Write only the count of lines that hold the word "concrete" in the listing.

********

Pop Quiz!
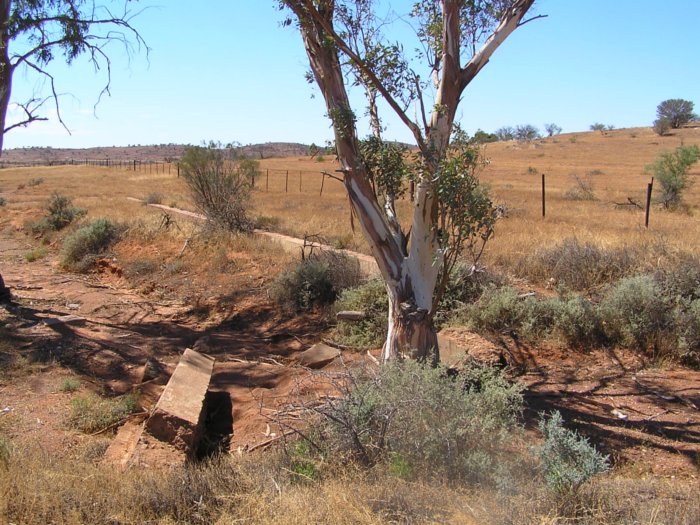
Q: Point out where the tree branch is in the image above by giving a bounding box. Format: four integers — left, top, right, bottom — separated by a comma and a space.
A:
3, 98, 48, 134
297, 0, 427, 152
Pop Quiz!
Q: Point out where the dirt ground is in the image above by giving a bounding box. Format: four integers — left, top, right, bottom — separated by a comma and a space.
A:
0, 210, 698, 482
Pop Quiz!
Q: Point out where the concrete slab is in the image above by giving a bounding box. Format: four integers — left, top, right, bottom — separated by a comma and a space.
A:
145, 348, 215, 453
298, 343, 341, 369
102, 419, 145, 470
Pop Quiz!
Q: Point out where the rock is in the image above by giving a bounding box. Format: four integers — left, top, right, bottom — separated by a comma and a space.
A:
298, 343, 340, 369
336, 310, 366, 322
145, 348, 215, 454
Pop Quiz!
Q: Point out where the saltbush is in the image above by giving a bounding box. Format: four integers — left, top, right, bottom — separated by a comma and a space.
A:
536, 411, 609, 494
270, 251, 363, 312
520, 237, 639, 291
598, 275, 670, 353
315, 360, 524, 484
32, 192, 86, 234
60, 218, 119, 271
334, 278, 388, 348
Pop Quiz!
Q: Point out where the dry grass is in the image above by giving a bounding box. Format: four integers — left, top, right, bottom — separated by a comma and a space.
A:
0, 443, 697, 524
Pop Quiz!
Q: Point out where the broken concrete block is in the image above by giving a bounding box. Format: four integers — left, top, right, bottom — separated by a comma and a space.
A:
103, 419, 145, 470
145, 348, 214, 453
298, 343, 340, 369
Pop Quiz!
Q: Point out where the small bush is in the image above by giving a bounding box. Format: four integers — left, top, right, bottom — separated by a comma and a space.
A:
520, 237, 639, 291
653, 118, 671, 136
66, 393, 138, 433
676, 299, 700, 365
0, 197, 6, 207
59, 378, 81, 393
646, 144, 700, 209
180, 145, 255, 232
599, 275, 670, 353
334, 278, 388, 348
270, 251, 363, 312
553, 293, 603, 349
32, 193, 86, 234
26, 177, 44, 187
460, 285, 527, 333
562, 173, 596, 201
143, 192, 163, 205
60, 218, 119, 271
24, 247, 48, 262
315, 360, 524, 484
536, 411, 609, 494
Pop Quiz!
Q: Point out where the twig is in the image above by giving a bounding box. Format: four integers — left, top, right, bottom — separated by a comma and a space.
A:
88, 411, 148, 436
247, 429, 296, 452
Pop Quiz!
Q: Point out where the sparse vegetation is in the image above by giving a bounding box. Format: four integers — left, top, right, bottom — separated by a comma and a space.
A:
60, 218, 120, 271
270, 250, 363, 312
310, 360, 525, 484
180, 144, 255, 232
31, 192, 86, 234
66, 392, 138, 433
536, 411, 609, 494
562, 173, 597, 201
24, 246, 48, 262
646, 144, 700, 209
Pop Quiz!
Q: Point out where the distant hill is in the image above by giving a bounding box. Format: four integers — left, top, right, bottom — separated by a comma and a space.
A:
0, 142, 313, 165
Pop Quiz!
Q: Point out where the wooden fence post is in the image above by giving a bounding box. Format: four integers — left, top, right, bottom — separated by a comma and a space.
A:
320, 173, 325, 196
266, 169, 269, 191
645, 177, 654, 228
541, 173, 546, 218
285, 170, 289, 193
299, 171, 302, 192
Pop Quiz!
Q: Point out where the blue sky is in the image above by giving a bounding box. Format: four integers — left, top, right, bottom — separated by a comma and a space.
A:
4, 0, 699, 149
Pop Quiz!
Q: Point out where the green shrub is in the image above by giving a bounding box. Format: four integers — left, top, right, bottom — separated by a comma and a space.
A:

********

* RESULT
2